### [PROBLEM TO SOLVE]
Copy out all of the material below word for word, keeping each line unchanged.

### [DATA LISTING]

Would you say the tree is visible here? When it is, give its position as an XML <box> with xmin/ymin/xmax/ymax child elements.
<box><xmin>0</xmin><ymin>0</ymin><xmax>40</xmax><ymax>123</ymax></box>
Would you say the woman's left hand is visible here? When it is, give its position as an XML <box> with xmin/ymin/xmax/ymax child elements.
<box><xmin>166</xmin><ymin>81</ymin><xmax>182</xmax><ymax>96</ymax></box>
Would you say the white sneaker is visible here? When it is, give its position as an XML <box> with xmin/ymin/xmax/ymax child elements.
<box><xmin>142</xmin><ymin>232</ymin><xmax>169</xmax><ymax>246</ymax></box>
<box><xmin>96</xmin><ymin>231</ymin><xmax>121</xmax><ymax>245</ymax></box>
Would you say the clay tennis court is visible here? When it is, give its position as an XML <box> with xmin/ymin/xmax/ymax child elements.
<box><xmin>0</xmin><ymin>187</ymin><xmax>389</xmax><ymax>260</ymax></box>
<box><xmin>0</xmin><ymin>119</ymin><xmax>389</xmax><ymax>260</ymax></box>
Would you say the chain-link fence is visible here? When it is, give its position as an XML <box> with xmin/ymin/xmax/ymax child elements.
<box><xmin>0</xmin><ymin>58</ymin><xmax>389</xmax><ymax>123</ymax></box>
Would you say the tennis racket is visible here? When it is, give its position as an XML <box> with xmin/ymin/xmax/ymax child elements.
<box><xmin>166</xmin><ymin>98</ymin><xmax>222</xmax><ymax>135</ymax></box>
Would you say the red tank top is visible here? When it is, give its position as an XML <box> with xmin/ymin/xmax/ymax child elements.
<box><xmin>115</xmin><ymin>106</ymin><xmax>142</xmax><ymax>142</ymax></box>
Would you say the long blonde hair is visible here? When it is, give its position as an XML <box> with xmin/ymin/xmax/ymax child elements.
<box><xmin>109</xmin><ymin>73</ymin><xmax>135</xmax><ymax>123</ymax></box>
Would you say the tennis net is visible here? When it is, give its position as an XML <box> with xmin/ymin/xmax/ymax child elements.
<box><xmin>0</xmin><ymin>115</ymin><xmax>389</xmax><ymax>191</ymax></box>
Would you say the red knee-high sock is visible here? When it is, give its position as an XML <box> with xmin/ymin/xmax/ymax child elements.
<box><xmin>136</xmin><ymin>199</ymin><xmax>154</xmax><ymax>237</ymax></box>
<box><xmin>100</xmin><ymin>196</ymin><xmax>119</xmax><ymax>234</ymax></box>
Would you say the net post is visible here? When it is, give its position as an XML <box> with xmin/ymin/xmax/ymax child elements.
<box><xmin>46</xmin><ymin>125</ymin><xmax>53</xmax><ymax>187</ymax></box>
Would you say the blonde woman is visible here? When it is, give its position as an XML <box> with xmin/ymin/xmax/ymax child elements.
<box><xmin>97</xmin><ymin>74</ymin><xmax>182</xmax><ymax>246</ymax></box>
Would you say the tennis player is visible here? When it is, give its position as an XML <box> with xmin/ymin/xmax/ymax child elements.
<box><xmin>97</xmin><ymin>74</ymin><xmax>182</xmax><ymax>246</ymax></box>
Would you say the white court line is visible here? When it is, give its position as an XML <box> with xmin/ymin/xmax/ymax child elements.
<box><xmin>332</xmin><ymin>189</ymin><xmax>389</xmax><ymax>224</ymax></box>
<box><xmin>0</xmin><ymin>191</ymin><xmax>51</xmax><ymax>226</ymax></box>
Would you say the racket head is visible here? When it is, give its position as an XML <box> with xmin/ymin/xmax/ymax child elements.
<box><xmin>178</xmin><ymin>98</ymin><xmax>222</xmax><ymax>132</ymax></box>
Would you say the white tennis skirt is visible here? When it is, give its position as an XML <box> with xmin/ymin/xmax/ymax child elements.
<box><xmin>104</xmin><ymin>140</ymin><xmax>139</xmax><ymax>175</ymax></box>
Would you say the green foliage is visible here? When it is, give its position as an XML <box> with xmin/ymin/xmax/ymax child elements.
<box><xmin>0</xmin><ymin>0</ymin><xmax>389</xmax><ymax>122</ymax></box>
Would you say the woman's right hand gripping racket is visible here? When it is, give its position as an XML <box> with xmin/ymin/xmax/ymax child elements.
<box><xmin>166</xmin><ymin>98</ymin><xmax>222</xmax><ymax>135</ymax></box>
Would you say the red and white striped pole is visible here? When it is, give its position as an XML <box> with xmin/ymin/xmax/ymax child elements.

### [EXERCISE OUTPUT]
Would you say the tree is visible here? When it is, give its position as an XML <box> with xmin/ymin/xmax/ymax child elements.
<box><xmin>0</xmin><ymin>0</ymin><xmax>40</xmax><ymax>123</ymax></box>
Would you say the woman's left hand is visible here? When it is, give its position as an XML <box> with xmin/ymin/xmax/ymax child elements.
<box><xmin>166</xmin><ymin>81</ymin><xmax>182</xmax><ymax>96</ymax></box>
Would you say the white sneaker is visible here? When it is, give its position as an XML <box> with xmin/ymin/xmax/ymax child elements.
<box><xmin>142</xmin><ymin>232</ymin><xmax>169</xmax><ymax>246</ymax></box>
<box><xmin>96</xmin><ymin>231</ymin><xmax>121</xmax><ymax>245</ymax></box>
Would you say the clay tennis court is visible here? When it is, give its position as an XML <box> with xmin/ymin/xmax/ymax child elements.
<box><xmin>0</xmin><ymin>187</ymin><xmax>389</xmax><ymax>260</ymax></box>
<box><xmin>0</xmin><ymin>119</ymin><xmax>389</xmax><ymax>260</ymax></box>
Would you say the chain-link fence is visible here? When it is, give its position as an XML <box> with xmin/ymin/xmax/ymax child elements.
<box><xmin>0</xmin><ymin>58</ymin><xmax>389</xmax><ymax>123</ymax></box>
Would you say the tennis racket is visible here? When it is, give its position as an XML <box> with xmin/ymin/xmax/ymax child elements.
<box><xmin>166</xmin><ymin>98</ymin><xmax>222</xmax><ymax>135</ymax></box>
Would you say the red tank top is visible here? When it is, give its position as an XML <box> with xmin/ymin/xmax/ymax child elements.
<box><xmin>115</xmin><ymin>106</ymin><xmax>142</xmax><ymax>142</ymax></box>
Would you say the long blonde hair is visible here? When it is, give its position as an XML <box> with xmin/ymin/xmax/ymax child elements.
<box><xmin>109</xmin><ymin>73</ymin><xmax>135</xmax><ymax>123</ymax></box>
Would you say the tennis net is visible here? When it is, give its position as an XML <box> with xmin/ymin/xmax/ymax child elements.
<box><xmin>0</xmin><ymin>115</ymin><xmax>389</xmax><ymax>191</ymax></box>
Would you say the red knee-high sock is visible here? When it is, give its position as an XML <box> with xmin/ymin/xmax/ymax child elements.
<box><xmin>136</xmin><ymin>199</ymin><xmax>154</xmax><ymax>237</ymax></box>
<box><xmin>100</xmin><ymin>196</ymin><xmax>119</xmax><ymax>234</ymax></box>
Would you say the net post is visible here? When it is, give its position as an XML <box> with xmin/ymin/xmax/ymax child elements.
<box><xmin>46</xmin><ymin>125</ymin><xmax>53</xmax><ymax>187</ymax></box>
Would you say the blonde woman is visible here? When it is, give its position as an XML <box> with xmin/ymin/xmax/ymax child elements.
<box><xmin>97</xmin><ymin>74</ymin><xmax>182</xmax><ymax>246</ymax></box>
Would you say the tennis player is visible here? When it is, give its position as an XML <box> with xmin/ymin/xmax/ymax child elements.
<box><xmin>97</xmin><ymin>74</ymin><xmax>182</xmax><ymax>246</ymax></box>
Would you say the white court line is visible here? When it is, give its position as an XML <box> with xmin/ymin/xmax/ymax child elements.
<box><xmin>332</xmin><ymin>189</ymin><xmax>389</xmax><ymax>224</ymax></box>
<box><xmin>0</xmin><ymin>191</ymin><xmax>51</xmax><ymax>226</ymax></box>
Would you say the racket head is visible here? When it is, give its position as an XML <box> with xmin/ymin/xmax/ymax child elements.
<box><xmin>178</xmin><ymin>98</ymin><xmax>222</xmax><ymax>132</ymax></box>
Would you say the white tennis skirt is visible here? When it is, give its position as an XML <box> with xmin/ymin/xmax/ymax child elements.
<box><xmin>104</xmin><ymin>140</ymin><xmax>139</xmax><ymax>175</ymax></box>
Would you say the green foliage is visible here? When it is, give its position as an XML <box> with xmin/ymin/xmax/ymax child elements.
<box><xmin>0</xmin><ymin>0</ymin><xmax>389</xmax><ymax>122</ymax></box>
Would you say the woman's right hand gripping racket is visible here? When it is, give its position as an XML <box> with xmin/ymin/xmax/ymax child elements.
<box><xmin>166</xmin><ymin>98</ymin><xmax>222</xmax><ymax>135</ymax></box>
Would you say the red and white striped pole is visible here? When it is, give its position as an XML <box> with xmin/ymin/xmax/ymax child elements.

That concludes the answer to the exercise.